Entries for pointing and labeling
****************

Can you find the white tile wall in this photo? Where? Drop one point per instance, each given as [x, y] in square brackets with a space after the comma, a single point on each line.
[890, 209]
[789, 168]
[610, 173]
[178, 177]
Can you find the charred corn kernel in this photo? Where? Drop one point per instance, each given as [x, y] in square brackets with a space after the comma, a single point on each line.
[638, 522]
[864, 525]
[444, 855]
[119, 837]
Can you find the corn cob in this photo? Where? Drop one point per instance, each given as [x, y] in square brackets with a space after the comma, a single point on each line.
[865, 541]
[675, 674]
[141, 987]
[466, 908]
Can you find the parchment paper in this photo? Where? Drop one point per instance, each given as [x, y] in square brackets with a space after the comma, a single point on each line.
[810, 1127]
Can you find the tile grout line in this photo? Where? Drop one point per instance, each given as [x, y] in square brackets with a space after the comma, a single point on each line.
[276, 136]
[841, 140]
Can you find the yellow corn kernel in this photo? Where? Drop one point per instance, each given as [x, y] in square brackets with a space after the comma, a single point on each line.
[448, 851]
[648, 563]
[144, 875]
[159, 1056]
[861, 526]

****************

Copy every one of the records above word for word.

Task output
Can you find the white tile wall in this photo? Where? Drop one point per instance, each given as [x, y] in square brackets with a space after the comma, a single point on each line.
[890, 209]
[789, 168]
[610, 173]
[178, 177]
Can you find the charred corn kernel in this photo? Where? Drop one point per instance, each given as [x, y] in square brackets with a space after the comma, a single point on each line.
[638, 522]
[864, 525]
[444, 855]
[119, 837]
Can you find the corn cob in this photo? Where? Drop one point per instance, each given as [x, y] in square brackets with a space after the comma, a single point on each line.
[865, 541]
[675, 674]
[141, 987]
[466, 908]
Can you find the parchment paper in this photo? Where? Drop one point per instance, each given as [x, y] in square brackets with a space after the comma, a single point on each line.
[810, 1127]
Can you find the tile grout line in this photo? Where? Drop one point per instance, each given as [x, y] in square brackets with a space after the comma, a single point on each line.
[276, 136]
[841, 140]
Can you find the yellow corn kernel in this photo? Where? Drop one point per instance, each given as [x, y] in square brackets with a space after the comma, a single point on each line.
[448, 851]
[648, 563]
[144, 875]
[159, 1056]
[861, 526]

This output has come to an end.